Task prompt -> Restate the entries below word for word, omitting nothing.
### Recorded information
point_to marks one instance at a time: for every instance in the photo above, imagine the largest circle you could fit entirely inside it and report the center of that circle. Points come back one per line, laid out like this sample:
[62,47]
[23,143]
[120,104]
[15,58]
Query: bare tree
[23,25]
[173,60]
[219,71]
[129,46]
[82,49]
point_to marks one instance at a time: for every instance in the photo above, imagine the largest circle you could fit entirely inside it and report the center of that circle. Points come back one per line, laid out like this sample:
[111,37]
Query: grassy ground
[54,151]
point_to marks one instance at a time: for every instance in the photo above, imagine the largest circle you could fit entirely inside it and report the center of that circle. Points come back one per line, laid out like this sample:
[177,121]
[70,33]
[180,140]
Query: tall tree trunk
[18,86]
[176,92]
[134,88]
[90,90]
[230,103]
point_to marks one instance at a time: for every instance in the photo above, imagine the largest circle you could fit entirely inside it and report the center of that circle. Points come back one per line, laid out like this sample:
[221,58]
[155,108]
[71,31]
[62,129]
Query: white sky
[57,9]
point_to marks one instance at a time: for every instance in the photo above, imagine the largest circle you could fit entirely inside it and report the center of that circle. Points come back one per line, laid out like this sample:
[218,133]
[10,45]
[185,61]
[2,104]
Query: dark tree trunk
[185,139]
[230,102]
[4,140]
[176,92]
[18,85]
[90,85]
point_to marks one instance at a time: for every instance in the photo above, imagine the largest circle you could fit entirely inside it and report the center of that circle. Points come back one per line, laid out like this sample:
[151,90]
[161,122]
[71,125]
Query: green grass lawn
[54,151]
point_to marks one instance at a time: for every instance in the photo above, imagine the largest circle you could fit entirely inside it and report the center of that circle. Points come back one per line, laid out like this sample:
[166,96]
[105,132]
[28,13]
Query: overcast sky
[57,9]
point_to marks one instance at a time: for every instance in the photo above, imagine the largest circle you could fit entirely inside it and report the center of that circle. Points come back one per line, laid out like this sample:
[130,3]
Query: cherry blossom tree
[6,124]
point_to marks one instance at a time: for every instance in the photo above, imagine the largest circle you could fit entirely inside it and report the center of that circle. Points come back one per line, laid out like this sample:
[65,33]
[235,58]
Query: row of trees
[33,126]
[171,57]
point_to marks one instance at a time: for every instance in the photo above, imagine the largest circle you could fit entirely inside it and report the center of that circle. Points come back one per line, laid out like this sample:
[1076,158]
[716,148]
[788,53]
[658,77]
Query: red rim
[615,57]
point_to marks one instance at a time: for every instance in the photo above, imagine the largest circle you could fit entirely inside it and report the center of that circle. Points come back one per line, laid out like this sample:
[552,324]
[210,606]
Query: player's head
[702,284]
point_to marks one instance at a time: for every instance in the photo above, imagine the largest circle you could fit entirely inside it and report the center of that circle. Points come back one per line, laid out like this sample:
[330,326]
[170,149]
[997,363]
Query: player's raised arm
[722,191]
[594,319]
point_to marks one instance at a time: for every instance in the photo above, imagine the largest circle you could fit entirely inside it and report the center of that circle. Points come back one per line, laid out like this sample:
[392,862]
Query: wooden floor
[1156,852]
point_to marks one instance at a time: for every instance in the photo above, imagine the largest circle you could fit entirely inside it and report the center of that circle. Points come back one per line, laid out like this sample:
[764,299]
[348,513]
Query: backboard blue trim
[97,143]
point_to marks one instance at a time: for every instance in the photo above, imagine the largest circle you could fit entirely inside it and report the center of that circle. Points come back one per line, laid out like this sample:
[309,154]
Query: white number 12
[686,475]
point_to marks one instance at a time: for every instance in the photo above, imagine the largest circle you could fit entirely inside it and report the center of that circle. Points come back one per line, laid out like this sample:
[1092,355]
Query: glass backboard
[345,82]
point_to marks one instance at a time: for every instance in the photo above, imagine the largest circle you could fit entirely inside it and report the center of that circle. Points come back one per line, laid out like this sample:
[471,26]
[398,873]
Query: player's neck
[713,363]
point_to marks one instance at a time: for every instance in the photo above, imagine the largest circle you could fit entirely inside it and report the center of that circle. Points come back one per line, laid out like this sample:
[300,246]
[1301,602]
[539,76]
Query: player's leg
######
Answer to this exercise ->
point_to marks one instance at a time: for every instance in the photo above, imagine the largest circle you could fit entirely inside it and report the center of that circle. Points come back one per line, laid out like this sample:
[62,47]
[23,143]
[120,104]
[15,58]
Query: bare tree
[23,25]
[173,60]
[219,71]
[129,46]
[82,49]
point_to marks one instance at a time: for every instance in the photo above, imagine the largest circle you could fit entirely inside it and report the center of that circle. Points come back one per line, laid out like this sample:
[111,37]
Query: grassy ground
[54,151]
point_to marks one instance at a time: for every instance in the photo above, imagine the largest circle you could fit entirely inside it and report the center of that circle. Points come back one per line, laid out like this sample:
[177,121]
[70,33]
[180,140]
Query: tall tree trunk
[18,86]
[176,92]
[134,88]
[90,90]
[230,103]
point_to marks one instance at a time: for every instance in the photo above, imagine the largest circle you could fit entirely inside it and report the center of that circle. Points come back one per line, laid out like this sample:
[221,58]
[155,108]
[71,31]
[62,129]
Query: white sky
[57,9]
point_to marks one instance at a time: for every instance in the photo above, imagine the largest circle you could fit entirely inside it and report the center of that circle. Points come back one per line, laid out like this sample:
[218,133]
[10,45]
[185,61]
[2,104]
Query: dark tree trunk
[185,139]
[230,102]
[4,140]
[176,92]
[18,85]
[90,85]
point_to marks one instance at a time: for every instance in the photo above, imagine the largest circle you could fit entirely inside it and report the center of that circle. Points come back one per line, laid out like this sample:
[151,90]
[161,122]
[71,125]
Query: green grass lawn
[54,151]
point_to marks one instance at a time: for every instance in the photo above, imagine the largest circle you could fit entirely inside it and report the center of that circle. Points come back one per line, laid out like this sample:
[166,96]
[105,132]
[28,13]
Query: overcast sky
[57,9]
point_to marks one instance at a time: for every instance in the photo above, imagine the largest circle you could fit entirely inside it and report the center of that circle. Points come back one per line, laid out like this sample:
[130,3]
Query: cherry blossom tree
[6,124]
point_to marks one instance at a time: for every instance in the photo above, imagine the largest circle you could fit entirely inside it and report the center of that circle. Points come back one per line, laid out like this sample:
[65,33]
[235,58]
Query: row of trees
[33,126]
[171,57]
point_to marks one instance at a time: for every instance in the photo above, imagine the largest circle you could fit entirely inside it and report the center of that circle. Points come back one per line, laid out like this sample:
[1076,158]
[716,148]
[788,53]
[658,77]
Query: red rim
[615,57]
point_to marks one instance at a time: for every instance in the photo above, imagine the largest circle you could fit entirely inside it and report the center of that circle. Points come back one per line, laid out like this sample:
[552,324]
[210,606]
Query: player's head
[702,284]
point_to marks one instance at a time: for every instance in the photo above, imagine the largest circle you could fit entirely inside it and report the center of that circle. Points come back one per line, laid out like this sample:
[330,326]
[170,149]
[997,363]
Query: player's raised arm
[722,191]
[594,319]
point_to marks one instance at a time: for every instance in the photo above, imagine the largest circle you could fit entirely inside it and report the center of that circle. Points come back one per line, laid out like this sample:
[392,862]
Query: wooden floor
[1156,852]
point_to marks one instance at a time: for every instance in the photo above, imagine the largest circle you could fit entirely inside it and report the center of that circle. Points come back one per line, laid out like this sample:
[764,299]
[348,513]
Query: backboard blue trim
[97,143]
point_to marks one instance at a time: for every instance in the photo above, imagine the largest circle you could fit entirely inside it and report the center of that circle. Points come back one per line, laid out like this sample:
[309,154]
Query: white number 12
[686,475]
point_to marks one instance at a time: for every instance in the photo above, imagine the largest circle you could fit entirely inside it and report the center of that circle. Points come back one per line, laid out like this sample:
[1092,355]
Query: glass backboard
[345,82]
point_to marks one instance at a time: for every instance in the photo above, imagine the largest circle you could fit entirely inside it and report the center of that circle. Points come back one per line, laid out like this sample:
[471,26]
[398,873]
Query: player's neck
[713,363]
point_to marks one instance at a time: for every instance in the photo above, imagine the largest circle you could fit entirely inside it and report the center of that circle. Points come back one per line, laid out like this sample:
[300,246]
[1301,602]
[539,76]
Query: player's leg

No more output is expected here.